» **TASK DETAILS**
Once a line is found to contain "frame", copy it out of the listing.

» **WORKING DATA**

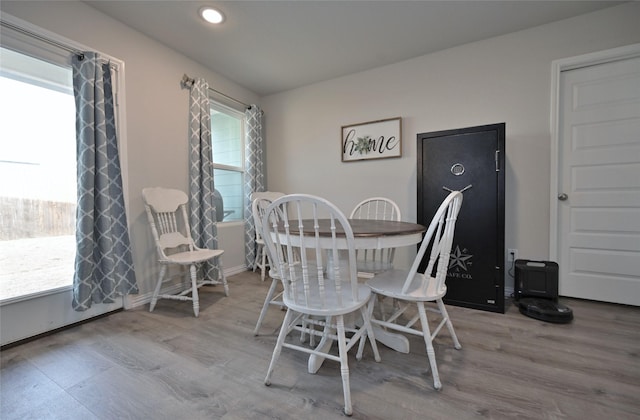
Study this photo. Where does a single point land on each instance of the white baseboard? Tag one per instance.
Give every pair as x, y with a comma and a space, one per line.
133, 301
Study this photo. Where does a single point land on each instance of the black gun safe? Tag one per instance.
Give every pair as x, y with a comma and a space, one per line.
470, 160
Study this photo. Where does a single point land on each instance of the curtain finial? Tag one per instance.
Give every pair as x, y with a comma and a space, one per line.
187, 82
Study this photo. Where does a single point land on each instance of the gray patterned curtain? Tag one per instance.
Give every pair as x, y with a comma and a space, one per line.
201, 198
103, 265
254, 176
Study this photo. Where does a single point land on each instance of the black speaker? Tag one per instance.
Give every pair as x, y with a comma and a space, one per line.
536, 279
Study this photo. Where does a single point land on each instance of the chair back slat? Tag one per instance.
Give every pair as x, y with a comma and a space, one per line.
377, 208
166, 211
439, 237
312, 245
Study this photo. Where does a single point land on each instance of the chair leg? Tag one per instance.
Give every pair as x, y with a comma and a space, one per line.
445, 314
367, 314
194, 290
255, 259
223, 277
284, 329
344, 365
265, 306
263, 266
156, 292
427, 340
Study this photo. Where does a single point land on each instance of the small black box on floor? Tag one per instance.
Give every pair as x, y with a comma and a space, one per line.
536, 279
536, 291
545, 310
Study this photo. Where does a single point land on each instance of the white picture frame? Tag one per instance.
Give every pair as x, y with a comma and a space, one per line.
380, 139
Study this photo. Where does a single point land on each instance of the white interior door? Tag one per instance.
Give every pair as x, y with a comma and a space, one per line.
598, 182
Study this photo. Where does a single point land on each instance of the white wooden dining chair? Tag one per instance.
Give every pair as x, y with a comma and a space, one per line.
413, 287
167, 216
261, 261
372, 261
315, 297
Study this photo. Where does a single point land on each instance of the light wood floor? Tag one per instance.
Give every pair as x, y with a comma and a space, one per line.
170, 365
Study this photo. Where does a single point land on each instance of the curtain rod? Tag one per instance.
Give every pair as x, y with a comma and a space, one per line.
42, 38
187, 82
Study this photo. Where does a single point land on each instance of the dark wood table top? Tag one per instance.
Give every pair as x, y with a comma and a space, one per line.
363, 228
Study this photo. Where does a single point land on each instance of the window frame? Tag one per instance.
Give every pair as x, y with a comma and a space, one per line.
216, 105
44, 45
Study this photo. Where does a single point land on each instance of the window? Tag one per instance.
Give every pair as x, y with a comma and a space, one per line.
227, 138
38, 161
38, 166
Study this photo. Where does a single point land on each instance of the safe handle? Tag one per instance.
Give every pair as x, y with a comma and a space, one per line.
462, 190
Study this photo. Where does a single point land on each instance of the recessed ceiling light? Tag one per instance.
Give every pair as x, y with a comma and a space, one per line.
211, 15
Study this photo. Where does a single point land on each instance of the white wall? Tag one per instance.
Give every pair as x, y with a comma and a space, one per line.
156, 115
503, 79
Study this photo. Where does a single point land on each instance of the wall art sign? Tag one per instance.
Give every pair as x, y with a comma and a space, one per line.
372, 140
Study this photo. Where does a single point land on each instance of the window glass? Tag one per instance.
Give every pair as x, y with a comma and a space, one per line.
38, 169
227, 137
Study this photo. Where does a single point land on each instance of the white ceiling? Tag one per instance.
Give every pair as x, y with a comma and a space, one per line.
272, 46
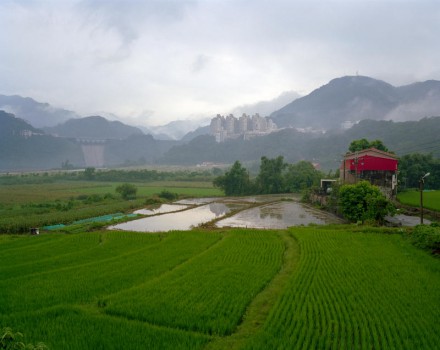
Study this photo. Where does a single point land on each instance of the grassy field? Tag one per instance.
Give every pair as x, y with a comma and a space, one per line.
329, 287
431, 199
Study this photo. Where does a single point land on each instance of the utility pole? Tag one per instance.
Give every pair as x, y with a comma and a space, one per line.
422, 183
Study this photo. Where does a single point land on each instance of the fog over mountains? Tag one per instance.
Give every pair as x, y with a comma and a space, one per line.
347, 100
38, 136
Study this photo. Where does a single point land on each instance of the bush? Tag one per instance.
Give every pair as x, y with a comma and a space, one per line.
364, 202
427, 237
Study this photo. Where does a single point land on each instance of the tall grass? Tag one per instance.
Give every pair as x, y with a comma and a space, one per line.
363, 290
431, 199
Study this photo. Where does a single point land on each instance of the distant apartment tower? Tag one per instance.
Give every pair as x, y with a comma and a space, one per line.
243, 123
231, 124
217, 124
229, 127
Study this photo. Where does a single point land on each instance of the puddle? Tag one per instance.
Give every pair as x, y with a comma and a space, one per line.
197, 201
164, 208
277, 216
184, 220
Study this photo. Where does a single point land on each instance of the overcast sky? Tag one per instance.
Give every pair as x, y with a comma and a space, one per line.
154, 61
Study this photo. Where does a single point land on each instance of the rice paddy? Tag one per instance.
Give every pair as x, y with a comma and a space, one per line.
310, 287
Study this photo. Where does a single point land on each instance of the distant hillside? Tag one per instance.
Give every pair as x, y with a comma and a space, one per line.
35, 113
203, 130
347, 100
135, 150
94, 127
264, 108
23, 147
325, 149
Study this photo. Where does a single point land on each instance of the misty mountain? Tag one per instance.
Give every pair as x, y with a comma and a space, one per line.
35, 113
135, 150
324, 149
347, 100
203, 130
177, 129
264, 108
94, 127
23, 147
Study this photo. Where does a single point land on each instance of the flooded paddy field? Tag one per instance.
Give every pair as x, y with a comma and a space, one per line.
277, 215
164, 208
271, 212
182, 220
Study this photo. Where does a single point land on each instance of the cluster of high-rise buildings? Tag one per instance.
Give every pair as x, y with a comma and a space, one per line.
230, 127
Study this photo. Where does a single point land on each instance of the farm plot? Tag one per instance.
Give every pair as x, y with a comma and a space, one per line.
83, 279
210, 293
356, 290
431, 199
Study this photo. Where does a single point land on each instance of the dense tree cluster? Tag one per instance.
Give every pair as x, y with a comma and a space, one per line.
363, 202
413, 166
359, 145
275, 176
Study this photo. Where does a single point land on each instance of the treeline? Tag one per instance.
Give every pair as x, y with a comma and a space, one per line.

» **TASK OUTPUT**
Study this photo. Where does a single point land on each instance of the white picture frame? Tag one per instance.
Study this photo. Where does a single point land on each instance of the window frame? Tag one per instance.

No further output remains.